§ Required tasks:
(a) In the brush-plane discussion below, reproduce word for word the stretch from "I don't have" through "world origin is.".
(b) According to the brush-plane discussion below, what defines each plane of a brush?

I don't have enough knowledge of the maths to be able to identify actual formulae. I know that a brush is defined by a series of planes, and each plane is defined by a 3-component normal vector and a distance, which I guess would satisfy the plane equation ax + by + cz + d = 0, but I couldn't be certain how the values are derived.

 

What about saving plane equations that are based on (0,0,0), just like the world brushes? If that's how they're stored internally, just skip the write-time mapping to the local func_static origin (and reverse read-time mapping back to (0,0,0)). A plane is a plane is a plane, regardless of where the world origin is.

 

But won't that result in the brushes being in the wrong place when loaded into the game? I can disable the translation code and confirm that the results are identical on every save, but the distance values of each plane are different,e.g.

§ Available data:
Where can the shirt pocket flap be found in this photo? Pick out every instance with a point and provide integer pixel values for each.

§ Task responses:
(a)
I don't have enough knowledge of the maths to be able to identify actual formulae. I know that a brush is defined by a series of planes, and each plane is defined by a 3-component normal vector and a distance, which I guess would satisfy the plane equation ax + by + cz + d = 0, but I couldn't be certain how the values are derived.

 

What about saving plane equations that are based on (0,0,0), just like the world brushes? If that's how they're stored internally, just skip the write-time mapping to the local func_static origin (and reverse read-time mapping back to (0,0,0)). A plane is a plane is a plane, regardless of where the world origin is.

(b) A 3-component normal vector and a distance.